### LESETEXT
===

Etwa ein Jahr war seit jenen fieberhaften März- und Apriltagen des Jahres 1902 vergangen. Nach 300 grauen Gefängnistagen verwischte sich allmählich in der Seele das so schmerzhaft Erlebte. Am 13. Januar 1903 saß ich ruhig in meiner Zelle und ahnte nicht im leisesten, daß sich mir das Schicksal schweren Schrittes näherte; es näherte sich meiner Tür, klopfte und sprach: »Geh hinaus.«

Im Korridor wurden Schritte laut, die Riegel knarrten; die Tür ging auf, der Kommandant mit seinem Gefolge trat ein.

Mit halb erhobener Hand und theatralischer Stimme sprach er langsam: »Seine Majestät der Kaiser ... hat das Flehen Ihrer Mutter vernommen ... laut seinem höchsten Befehl ist das lebenslängliche Zuchthaus für Sie auf 20 Jahre ermäßigt worden.«

Bei den Worten »Seine Majestät der Kaiser«, die besonders akzentuiert wurden, durchflog mich der Gedanke: die nachträgliche Strafe für die Achselstücke. Das wäre für mich leichter gewesen als das, was ich dann zu hören bekam.

===

### DATENZEILEN

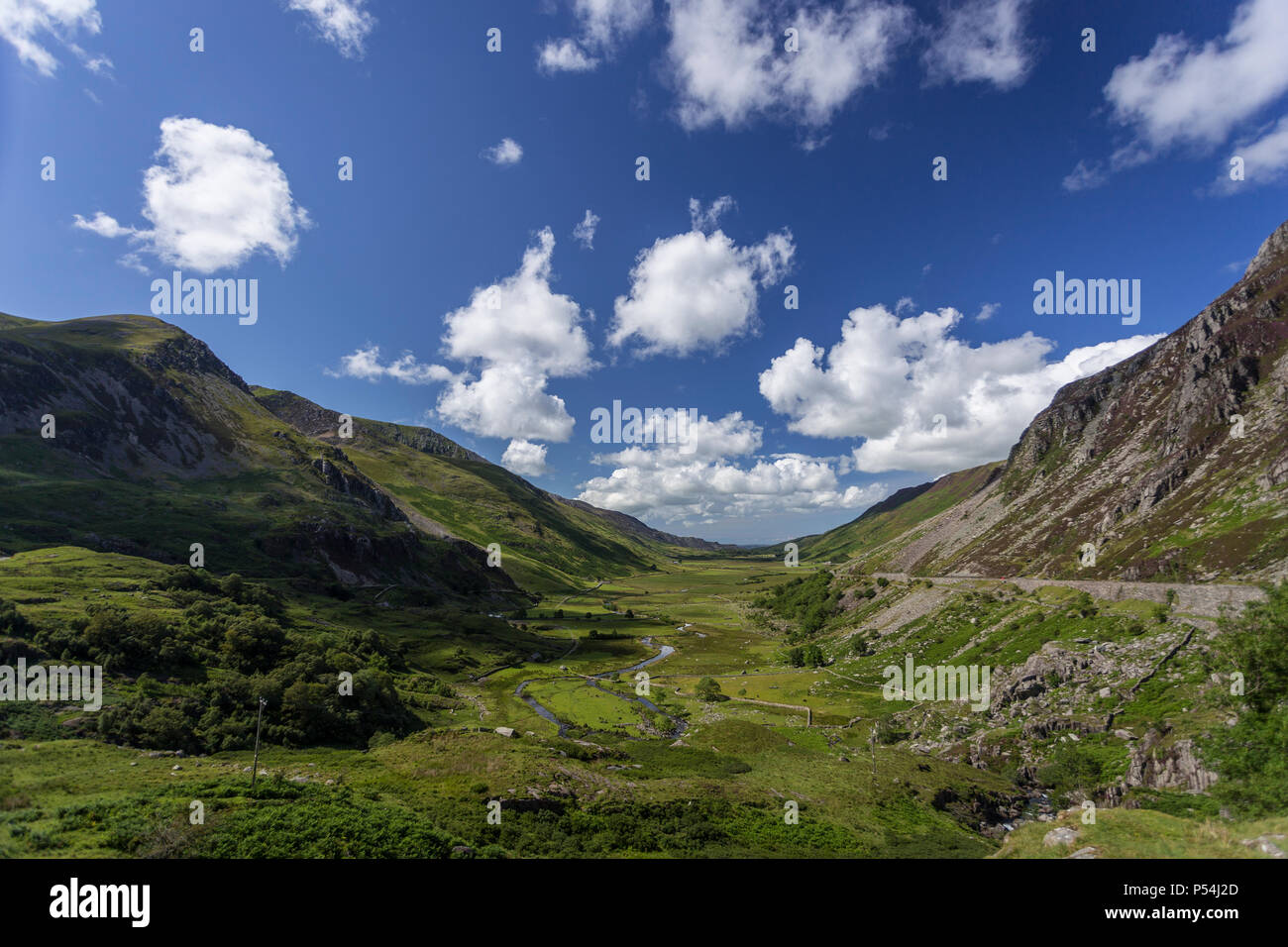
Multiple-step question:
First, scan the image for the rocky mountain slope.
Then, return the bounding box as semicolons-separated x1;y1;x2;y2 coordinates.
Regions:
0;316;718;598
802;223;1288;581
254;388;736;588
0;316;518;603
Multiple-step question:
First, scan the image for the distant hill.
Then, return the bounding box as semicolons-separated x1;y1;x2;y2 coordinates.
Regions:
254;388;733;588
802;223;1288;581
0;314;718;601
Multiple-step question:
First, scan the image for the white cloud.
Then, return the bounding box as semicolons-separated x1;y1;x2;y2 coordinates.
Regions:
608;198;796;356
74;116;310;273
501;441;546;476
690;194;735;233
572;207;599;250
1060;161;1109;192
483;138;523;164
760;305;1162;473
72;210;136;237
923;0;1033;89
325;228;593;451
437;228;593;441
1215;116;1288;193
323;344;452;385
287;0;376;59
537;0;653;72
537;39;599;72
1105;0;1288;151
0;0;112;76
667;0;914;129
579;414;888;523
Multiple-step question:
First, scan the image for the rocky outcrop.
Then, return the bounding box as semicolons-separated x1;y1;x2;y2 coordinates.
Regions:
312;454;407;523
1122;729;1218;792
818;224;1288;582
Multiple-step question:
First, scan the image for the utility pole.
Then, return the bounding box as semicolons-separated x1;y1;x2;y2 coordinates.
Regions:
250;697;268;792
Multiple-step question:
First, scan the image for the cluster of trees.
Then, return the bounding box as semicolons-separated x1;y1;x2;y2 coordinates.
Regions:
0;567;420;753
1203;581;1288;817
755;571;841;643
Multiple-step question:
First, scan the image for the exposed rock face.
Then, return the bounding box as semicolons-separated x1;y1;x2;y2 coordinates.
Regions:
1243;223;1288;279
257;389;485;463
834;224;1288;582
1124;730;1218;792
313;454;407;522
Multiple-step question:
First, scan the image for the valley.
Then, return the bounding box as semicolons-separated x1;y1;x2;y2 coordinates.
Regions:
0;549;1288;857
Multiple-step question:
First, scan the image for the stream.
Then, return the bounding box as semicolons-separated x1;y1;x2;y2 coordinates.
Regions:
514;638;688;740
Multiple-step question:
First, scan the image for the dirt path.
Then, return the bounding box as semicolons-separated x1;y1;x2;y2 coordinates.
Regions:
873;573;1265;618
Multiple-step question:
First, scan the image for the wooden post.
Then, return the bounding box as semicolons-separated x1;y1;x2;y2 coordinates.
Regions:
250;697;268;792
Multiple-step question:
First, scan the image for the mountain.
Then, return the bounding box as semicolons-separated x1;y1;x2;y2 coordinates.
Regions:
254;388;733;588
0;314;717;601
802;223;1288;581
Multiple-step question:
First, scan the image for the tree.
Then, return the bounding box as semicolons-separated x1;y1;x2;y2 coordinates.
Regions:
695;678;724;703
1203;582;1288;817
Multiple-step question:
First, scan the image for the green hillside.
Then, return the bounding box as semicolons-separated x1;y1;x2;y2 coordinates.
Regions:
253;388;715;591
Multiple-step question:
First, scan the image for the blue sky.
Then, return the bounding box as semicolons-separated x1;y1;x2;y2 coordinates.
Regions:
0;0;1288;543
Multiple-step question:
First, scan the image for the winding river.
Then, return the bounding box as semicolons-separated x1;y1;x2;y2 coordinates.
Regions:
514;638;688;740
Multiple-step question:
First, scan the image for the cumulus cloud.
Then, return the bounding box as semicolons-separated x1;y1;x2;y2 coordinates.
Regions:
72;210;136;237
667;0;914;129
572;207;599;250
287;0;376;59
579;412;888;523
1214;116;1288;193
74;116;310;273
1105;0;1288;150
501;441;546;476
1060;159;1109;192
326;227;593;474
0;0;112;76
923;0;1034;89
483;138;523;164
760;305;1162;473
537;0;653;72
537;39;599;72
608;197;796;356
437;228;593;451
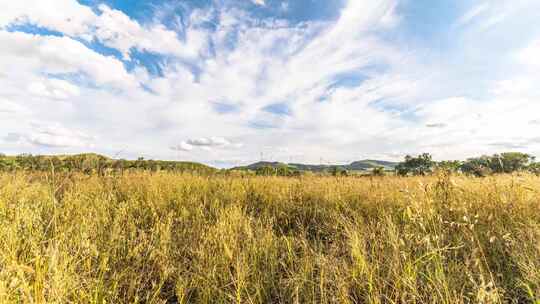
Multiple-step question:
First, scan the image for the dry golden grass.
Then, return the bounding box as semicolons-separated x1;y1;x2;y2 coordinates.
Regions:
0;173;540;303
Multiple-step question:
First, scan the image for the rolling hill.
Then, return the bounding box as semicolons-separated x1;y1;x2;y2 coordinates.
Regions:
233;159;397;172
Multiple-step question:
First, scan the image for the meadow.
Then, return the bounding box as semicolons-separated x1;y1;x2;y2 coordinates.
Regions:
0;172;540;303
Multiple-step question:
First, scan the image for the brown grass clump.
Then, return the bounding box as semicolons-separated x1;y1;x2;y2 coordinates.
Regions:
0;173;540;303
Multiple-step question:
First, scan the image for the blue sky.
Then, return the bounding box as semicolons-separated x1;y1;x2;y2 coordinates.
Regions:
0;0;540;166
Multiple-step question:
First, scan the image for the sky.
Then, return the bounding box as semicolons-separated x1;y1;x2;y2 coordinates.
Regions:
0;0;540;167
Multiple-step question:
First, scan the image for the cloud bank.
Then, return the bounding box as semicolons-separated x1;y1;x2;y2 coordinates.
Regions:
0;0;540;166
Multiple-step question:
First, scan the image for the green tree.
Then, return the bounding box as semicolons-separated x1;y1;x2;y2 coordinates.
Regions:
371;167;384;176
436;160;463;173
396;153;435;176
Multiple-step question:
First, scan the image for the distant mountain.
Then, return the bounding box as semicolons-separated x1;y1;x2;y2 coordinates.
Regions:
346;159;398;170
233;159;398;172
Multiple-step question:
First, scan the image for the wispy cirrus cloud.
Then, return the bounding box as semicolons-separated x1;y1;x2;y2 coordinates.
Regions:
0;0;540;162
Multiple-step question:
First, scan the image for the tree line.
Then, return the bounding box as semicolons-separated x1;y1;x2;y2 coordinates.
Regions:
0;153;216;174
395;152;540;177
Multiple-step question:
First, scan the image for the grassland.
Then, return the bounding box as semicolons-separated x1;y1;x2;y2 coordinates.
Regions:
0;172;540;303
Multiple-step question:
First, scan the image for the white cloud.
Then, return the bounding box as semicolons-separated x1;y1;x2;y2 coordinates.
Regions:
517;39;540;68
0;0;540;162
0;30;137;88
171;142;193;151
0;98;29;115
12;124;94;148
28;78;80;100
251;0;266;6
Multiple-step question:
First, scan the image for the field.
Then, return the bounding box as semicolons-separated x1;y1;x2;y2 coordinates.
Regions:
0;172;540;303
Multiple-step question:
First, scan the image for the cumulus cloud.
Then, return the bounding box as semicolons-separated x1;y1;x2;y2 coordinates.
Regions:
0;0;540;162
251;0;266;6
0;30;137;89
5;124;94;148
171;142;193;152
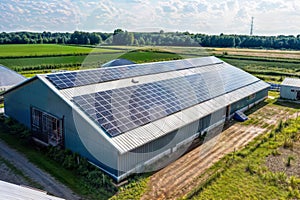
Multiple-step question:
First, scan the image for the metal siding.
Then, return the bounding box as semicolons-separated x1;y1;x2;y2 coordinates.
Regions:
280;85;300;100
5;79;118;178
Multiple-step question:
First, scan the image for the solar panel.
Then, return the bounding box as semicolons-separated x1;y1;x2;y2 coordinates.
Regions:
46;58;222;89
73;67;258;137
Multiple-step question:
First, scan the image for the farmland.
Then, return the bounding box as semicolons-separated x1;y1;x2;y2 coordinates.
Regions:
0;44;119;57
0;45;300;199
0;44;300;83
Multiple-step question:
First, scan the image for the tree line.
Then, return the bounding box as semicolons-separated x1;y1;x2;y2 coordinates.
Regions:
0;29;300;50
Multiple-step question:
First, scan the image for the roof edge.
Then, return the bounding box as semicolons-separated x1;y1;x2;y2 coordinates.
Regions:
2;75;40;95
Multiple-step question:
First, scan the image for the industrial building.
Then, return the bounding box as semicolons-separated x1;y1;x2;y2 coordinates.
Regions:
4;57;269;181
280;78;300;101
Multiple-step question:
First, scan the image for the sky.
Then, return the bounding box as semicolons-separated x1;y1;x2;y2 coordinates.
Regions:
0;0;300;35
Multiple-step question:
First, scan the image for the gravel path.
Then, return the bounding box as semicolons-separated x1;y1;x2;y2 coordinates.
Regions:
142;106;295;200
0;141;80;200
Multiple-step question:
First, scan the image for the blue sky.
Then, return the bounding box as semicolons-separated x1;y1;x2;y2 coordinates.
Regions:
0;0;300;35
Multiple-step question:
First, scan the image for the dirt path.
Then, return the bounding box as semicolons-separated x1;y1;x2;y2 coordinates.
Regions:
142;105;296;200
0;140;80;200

===

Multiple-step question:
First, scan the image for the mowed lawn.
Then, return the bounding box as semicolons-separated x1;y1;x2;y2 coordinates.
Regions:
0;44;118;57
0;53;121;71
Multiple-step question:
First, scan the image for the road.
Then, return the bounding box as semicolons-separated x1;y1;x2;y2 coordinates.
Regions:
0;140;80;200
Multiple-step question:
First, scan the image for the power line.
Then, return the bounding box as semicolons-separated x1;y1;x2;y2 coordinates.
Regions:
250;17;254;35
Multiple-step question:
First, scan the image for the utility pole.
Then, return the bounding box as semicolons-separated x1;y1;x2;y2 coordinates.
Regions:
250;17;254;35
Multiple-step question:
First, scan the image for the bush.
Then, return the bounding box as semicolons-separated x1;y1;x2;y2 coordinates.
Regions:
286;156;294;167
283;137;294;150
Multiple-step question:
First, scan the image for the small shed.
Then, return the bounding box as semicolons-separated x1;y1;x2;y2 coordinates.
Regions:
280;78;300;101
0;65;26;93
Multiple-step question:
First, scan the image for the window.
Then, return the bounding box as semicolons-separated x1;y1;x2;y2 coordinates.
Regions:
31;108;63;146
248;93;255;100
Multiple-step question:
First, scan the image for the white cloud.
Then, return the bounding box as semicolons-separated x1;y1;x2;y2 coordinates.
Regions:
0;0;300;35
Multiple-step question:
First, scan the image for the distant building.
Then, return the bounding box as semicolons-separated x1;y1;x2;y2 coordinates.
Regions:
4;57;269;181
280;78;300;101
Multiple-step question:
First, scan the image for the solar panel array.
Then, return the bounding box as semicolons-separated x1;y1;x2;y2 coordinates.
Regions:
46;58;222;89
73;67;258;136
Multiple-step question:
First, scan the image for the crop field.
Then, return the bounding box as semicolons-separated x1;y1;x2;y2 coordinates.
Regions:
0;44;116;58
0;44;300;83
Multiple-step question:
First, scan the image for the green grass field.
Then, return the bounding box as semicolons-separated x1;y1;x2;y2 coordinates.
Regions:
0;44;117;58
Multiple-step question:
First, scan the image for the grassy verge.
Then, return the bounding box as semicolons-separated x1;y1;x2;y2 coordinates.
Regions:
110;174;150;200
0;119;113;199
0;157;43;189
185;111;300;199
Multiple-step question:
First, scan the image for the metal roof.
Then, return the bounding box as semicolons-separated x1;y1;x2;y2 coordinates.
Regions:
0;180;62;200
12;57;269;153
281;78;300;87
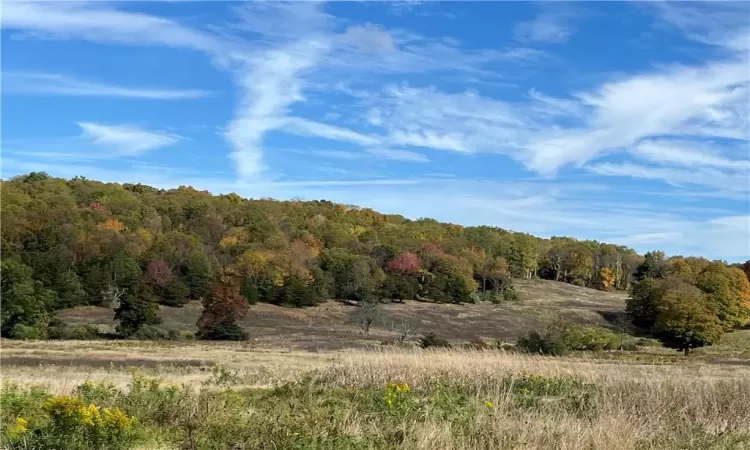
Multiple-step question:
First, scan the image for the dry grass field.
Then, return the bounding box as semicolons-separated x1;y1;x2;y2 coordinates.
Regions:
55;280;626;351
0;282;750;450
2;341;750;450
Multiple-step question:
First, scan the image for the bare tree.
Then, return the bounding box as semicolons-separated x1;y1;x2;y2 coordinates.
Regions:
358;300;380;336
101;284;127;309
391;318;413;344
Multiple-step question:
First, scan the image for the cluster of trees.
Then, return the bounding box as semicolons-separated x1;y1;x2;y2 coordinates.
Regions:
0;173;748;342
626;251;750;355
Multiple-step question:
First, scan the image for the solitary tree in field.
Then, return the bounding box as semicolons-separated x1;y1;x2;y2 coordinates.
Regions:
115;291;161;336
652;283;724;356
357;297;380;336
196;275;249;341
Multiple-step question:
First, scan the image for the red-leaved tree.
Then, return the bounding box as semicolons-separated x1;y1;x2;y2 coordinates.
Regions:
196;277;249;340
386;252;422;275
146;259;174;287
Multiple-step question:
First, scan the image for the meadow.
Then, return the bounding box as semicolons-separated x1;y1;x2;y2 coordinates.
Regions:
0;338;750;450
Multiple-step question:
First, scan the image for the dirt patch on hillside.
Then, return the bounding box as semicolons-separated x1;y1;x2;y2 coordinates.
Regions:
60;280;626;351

===

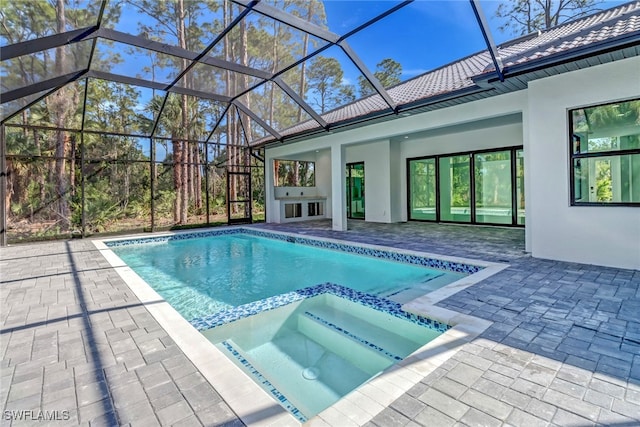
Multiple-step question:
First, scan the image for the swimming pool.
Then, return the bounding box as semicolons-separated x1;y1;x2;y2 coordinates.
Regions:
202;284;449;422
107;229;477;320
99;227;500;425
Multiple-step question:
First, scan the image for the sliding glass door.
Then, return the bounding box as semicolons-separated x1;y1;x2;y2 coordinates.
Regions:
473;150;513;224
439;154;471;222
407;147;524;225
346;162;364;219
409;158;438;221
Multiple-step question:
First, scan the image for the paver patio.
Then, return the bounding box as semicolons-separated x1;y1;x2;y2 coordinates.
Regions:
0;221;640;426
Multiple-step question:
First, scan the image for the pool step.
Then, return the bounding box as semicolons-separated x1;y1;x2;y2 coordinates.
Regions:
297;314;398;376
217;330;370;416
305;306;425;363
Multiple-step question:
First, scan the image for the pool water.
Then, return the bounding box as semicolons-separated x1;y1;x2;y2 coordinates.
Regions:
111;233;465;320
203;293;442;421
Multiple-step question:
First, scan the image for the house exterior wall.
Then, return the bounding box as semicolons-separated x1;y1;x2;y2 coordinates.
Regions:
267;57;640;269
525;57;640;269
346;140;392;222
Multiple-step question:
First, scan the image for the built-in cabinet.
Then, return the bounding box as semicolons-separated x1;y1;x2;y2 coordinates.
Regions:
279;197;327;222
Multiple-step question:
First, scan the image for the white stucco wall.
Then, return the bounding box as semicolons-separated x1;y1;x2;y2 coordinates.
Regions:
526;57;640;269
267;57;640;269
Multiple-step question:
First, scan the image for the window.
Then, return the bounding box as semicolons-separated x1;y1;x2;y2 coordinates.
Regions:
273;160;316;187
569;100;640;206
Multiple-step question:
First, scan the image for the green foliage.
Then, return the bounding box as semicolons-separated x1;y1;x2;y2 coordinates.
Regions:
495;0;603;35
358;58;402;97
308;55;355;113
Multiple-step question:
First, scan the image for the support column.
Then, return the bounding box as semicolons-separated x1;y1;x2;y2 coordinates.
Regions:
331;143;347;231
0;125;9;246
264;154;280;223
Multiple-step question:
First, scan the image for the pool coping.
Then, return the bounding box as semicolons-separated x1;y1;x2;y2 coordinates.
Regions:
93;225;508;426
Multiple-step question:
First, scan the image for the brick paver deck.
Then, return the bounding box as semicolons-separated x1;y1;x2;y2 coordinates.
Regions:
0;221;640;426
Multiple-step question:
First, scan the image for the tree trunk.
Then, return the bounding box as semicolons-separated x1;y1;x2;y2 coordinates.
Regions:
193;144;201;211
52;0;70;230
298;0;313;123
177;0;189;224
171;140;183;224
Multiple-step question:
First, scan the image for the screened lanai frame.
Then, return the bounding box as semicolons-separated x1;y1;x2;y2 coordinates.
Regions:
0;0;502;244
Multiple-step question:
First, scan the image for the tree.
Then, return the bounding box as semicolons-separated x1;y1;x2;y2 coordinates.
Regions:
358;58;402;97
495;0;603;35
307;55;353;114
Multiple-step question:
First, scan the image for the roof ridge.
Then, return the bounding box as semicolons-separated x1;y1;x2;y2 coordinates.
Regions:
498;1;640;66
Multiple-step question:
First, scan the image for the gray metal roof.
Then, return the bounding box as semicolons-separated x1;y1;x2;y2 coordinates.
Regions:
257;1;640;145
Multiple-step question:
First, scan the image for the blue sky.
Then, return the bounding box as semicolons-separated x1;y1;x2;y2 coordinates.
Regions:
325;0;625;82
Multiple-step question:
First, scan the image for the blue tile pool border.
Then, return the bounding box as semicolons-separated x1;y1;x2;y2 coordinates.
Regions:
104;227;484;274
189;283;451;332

===

### ZU ERLEDIGENDE AUFGABEN
1 – Schreiben Sie aus dem Lesetext die Stelle zwischen „Mit halb erhobener“ und „zu hören bekam.“ ab, beide eingeschlossen.
2 – Führen Sie den Lesetext über die Zeit im Gefängnis nach seinem letzten Satz weiter.
Das Material stammt aus einer anderen Quelle.

### SCHRIFTLICHE ANTWORTEN
1 –
Mit halb erhobener Hand und theatralischer Stimme sprach er langsam: »Seine Majestät der Kaiser ... hat das Flehen Ihrer Mutter vernommen ... laut seinem höchsten Befehl ist das lebenslängliche Zuchthaus für Sie auf 20 Jahre ermäßigt worden.«

Bei den Worten »Seine Majestät der Kaiser«, die besonders akzentuiert wurden, durchflog mich der Gedanke: die nachträgliche Strafe für die Achselstücke. Das wäre für mich leichter gewesen als das, was ich dann zu hören bekam.

2 –
Ich stand betäubt. Fest überzeugt, daß hier ein Mißverständnis vorliege – denn meine Mutter kannte doch genau meine Ansichten in dieser Hinsicht, und sie konnte nicht, durfte nicht um Gnade für mich bitten –, stellte ich die gedankenlose Frage: »Ist das eine allgemeine Maßnahme oder bezieht sie sich nur auf mich?« »Nur auf Sie,« knurrte unwillig der Kommandant und setzte dann hinzu: »Jetzt dürfen Sie Ihren Verwandten schreiben.«

Ich wollte aber gar nicht schreiben. Ich war empört, verletzt, meine erste Regung war, jede Beziehung zur Mutter abzubrechen.

Zu ihr, der Geliebten, die Beziehungen abbrechen! Zu ihr, von der die Trennung mir soviel Leid gebracht hatte! Anderthalb Jahre waren vergangen, seitdem ich ihr das letztemal geschrieben hatte, und ihr letztes Schreiben hatte ich vor zwölf Monaten bekommen. Was war während dieser Zeit zu Hause vorgefallen? Was wußte die Mutter von mir während dieser erzwungenen Unterbrechung des Briefwechsels?

Ich begriff nicht, beherrschte mich jedoch und erwiderte: »Mögen meine Verwandten zuerst an mich schreiben, ich werde dann antworten.«

Die Zelle schloß sich; ich blieb allein.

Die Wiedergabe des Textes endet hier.